Raw records
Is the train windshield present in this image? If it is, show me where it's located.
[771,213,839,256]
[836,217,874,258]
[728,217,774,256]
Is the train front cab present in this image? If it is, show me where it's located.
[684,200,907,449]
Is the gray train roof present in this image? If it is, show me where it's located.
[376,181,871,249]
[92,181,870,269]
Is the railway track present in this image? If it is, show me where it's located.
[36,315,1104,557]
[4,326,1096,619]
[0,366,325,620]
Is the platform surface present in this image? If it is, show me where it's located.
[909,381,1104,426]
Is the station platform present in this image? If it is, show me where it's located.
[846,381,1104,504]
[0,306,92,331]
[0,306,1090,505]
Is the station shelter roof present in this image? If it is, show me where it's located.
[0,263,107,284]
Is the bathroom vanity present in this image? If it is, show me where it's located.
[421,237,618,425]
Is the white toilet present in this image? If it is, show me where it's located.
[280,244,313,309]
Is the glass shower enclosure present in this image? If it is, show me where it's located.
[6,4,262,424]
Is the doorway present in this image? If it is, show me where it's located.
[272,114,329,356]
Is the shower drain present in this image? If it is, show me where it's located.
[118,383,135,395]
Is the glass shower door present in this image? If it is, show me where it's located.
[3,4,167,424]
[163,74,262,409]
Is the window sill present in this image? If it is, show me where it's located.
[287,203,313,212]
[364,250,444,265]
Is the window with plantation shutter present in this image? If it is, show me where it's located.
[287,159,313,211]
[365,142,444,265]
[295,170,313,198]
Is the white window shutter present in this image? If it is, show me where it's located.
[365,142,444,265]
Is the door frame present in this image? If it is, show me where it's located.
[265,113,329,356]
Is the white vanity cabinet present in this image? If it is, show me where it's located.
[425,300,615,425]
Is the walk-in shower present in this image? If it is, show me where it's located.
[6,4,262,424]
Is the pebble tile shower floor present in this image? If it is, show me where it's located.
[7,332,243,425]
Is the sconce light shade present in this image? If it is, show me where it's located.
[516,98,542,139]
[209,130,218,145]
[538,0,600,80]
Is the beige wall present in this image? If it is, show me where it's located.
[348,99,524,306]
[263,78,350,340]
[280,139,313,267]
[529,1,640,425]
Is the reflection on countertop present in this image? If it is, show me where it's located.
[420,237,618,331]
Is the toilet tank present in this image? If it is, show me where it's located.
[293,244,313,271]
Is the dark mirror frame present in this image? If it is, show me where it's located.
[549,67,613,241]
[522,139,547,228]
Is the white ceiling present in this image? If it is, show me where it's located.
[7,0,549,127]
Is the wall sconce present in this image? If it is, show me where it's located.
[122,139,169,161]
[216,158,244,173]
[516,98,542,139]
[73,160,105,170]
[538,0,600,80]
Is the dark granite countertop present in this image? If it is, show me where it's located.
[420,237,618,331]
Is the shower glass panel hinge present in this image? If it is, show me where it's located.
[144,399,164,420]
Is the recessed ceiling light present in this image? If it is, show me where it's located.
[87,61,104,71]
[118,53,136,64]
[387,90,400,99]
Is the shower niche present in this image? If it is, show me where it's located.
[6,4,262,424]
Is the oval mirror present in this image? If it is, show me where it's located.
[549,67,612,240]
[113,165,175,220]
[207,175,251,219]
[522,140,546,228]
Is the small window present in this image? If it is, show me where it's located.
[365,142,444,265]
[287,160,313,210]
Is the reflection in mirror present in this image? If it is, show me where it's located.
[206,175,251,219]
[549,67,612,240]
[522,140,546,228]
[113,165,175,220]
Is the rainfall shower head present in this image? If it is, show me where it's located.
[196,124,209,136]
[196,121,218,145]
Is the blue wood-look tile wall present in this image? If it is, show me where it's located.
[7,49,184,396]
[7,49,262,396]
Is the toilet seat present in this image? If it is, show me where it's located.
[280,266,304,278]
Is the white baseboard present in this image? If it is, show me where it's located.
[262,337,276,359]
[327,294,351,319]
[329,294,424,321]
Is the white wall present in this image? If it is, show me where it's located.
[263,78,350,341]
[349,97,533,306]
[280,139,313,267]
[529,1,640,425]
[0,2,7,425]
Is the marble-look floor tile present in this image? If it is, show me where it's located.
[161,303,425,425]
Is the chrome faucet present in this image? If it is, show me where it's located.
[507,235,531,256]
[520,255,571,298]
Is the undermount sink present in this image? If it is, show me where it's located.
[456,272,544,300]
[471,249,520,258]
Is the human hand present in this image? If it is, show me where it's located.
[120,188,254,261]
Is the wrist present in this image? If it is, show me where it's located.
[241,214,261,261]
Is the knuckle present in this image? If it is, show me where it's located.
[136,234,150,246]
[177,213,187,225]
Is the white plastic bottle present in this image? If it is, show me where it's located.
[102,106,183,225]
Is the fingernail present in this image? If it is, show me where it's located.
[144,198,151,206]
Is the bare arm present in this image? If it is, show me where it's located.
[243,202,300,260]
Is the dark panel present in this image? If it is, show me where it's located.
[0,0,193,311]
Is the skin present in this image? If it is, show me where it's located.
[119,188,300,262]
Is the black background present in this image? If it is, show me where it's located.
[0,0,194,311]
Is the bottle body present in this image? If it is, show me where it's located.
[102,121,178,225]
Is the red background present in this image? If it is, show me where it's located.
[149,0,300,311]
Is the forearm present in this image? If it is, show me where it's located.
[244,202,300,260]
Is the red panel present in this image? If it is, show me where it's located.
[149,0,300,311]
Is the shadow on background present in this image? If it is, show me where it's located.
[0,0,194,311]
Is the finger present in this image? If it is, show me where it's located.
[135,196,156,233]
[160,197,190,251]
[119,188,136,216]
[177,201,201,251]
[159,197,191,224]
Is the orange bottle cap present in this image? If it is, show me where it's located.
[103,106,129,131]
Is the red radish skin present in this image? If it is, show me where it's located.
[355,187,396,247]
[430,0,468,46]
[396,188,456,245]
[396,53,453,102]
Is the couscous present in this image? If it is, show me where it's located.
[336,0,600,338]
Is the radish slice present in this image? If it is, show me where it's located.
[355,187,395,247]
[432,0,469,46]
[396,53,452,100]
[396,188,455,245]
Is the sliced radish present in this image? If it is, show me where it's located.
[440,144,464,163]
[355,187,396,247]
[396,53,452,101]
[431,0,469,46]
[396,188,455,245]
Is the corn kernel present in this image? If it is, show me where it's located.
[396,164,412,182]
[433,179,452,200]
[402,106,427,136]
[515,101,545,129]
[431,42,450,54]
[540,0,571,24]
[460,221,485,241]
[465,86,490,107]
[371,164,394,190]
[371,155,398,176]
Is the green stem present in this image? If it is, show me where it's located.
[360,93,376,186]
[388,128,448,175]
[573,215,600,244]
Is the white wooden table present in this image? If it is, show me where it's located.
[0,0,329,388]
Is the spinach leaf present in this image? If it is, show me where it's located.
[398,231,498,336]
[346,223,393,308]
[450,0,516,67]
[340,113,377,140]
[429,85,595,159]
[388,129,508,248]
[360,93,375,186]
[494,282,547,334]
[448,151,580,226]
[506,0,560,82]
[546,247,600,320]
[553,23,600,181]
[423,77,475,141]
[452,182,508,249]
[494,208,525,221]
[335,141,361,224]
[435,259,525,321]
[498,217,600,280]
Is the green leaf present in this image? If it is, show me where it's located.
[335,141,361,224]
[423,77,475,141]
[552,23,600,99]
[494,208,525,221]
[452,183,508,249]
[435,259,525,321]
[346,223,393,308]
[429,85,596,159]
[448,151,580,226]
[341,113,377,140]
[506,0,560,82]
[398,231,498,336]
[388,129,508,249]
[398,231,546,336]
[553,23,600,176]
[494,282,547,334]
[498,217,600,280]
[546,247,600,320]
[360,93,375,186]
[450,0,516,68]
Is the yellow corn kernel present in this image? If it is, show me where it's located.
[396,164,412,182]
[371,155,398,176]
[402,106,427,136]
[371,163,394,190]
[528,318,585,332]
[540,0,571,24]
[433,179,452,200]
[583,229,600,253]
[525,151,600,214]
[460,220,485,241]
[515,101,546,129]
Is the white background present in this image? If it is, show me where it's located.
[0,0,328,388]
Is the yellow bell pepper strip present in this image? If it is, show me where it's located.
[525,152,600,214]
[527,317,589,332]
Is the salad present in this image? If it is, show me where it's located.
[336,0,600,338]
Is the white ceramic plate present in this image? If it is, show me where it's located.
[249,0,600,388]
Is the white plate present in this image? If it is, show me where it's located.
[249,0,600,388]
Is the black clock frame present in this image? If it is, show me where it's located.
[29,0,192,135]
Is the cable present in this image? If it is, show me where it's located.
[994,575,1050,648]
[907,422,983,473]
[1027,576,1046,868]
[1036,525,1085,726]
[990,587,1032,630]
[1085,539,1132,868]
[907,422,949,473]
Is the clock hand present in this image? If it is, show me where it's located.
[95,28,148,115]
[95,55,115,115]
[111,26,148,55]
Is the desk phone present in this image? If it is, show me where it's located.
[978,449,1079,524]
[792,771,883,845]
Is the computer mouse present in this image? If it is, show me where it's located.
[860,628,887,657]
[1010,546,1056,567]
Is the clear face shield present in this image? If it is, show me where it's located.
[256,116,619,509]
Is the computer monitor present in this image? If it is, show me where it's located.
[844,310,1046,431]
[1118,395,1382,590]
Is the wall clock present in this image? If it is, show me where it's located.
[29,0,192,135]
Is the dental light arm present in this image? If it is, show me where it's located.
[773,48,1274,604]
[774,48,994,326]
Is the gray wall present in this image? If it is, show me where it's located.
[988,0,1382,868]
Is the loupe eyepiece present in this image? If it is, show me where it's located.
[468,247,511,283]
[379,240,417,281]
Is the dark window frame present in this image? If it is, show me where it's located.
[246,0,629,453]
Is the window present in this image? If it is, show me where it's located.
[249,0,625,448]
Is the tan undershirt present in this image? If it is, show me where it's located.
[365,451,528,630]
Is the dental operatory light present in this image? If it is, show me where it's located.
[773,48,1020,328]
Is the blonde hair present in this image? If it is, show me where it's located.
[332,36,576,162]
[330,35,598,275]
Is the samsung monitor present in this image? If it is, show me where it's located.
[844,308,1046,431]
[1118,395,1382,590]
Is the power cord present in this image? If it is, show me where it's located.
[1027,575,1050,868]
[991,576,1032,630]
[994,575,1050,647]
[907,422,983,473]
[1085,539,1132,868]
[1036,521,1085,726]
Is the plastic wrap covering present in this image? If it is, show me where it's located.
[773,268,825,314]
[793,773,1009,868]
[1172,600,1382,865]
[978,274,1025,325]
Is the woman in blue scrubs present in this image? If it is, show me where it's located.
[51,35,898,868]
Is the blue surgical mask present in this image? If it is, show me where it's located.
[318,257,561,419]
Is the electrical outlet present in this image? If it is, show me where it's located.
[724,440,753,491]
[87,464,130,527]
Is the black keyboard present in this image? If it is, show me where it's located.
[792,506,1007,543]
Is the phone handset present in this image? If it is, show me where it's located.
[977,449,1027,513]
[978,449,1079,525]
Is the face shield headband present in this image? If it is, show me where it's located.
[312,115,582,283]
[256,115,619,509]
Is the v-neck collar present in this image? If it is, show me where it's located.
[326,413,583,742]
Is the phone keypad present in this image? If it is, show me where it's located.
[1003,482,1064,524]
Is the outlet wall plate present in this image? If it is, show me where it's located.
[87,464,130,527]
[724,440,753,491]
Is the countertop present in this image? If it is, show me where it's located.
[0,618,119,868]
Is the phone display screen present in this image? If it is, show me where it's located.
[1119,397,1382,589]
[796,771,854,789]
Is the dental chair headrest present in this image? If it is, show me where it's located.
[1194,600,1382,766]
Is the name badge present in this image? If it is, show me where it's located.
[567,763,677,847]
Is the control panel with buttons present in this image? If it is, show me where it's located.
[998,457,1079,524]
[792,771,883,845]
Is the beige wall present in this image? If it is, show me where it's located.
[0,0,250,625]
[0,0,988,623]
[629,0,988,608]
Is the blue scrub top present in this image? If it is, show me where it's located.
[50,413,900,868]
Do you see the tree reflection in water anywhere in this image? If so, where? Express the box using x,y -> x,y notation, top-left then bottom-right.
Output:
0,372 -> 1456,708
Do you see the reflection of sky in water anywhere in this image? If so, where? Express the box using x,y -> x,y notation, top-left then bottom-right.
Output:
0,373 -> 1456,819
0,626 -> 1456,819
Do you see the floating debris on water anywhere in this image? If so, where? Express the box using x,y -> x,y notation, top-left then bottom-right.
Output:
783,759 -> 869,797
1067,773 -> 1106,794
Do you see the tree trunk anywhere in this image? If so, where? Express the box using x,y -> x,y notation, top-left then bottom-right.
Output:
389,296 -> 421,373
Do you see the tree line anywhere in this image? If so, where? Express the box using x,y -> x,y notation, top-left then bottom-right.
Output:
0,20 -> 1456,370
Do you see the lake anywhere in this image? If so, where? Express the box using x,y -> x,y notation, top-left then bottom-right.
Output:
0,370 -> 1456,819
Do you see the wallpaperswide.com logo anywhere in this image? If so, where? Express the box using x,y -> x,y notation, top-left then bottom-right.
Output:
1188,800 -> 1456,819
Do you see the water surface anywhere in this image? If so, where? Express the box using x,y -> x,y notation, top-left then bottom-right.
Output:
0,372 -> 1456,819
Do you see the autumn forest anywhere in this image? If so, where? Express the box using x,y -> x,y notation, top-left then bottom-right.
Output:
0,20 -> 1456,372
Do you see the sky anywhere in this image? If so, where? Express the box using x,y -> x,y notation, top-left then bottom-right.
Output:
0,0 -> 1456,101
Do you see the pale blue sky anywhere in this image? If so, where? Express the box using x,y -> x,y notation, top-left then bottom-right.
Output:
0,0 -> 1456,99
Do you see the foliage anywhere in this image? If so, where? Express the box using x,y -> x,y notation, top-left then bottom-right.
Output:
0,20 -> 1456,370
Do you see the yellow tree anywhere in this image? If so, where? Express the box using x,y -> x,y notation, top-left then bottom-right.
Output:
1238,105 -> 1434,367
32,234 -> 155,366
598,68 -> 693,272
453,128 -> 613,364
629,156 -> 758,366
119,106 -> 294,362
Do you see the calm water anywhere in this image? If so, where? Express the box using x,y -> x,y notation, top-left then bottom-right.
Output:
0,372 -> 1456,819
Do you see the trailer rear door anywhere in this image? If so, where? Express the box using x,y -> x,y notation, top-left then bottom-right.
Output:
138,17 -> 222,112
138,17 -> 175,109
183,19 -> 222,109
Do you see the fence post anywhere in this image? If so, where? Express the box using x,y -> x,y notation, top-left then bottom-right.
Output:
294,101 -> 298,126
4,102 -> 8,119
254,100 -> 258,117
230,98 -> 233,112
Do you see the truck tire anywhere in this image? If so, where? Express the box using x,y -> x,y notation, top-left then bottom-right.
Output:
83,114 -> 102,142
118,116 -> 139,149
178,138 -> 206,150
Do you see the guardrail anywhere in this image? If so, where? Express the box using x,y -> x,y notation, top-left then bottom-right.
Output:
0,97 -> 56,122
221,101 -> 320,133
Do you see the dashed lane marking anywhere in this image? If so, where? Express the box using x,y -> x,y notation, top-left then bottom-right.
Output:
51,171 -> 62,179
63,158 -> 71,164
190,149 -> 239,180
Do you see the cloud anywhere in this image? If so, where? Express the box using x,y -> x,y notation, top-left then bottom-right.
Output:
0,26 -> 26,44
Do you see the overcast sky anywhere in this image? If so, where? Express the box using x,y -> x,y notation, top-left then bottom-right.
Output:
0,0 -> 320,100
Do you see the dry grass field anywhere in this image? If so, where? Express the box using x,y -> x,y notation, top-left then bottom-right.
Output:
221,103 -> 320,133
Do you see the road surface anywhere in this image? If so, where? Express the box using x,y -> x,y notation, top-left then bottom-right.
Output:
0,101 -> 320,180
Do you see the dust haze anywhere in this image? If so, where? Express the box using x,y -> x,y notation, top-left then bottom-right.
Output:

→ Directions for this task:
Give the lines starting at the beginning of the listing and ending at the line containing "[684,200,907,449]" as a numbered list, leaving out blank lines.

→ Task solution:
1. Is the train windshield present in this image? If it is, show me where it's located.
2. [771,213,839,256]
3. [836,217,874,258]
4. [728,217,774,256]
5. Is the train front cab present in this image? If it is, show me where it's located.
6. [684,200,907,449]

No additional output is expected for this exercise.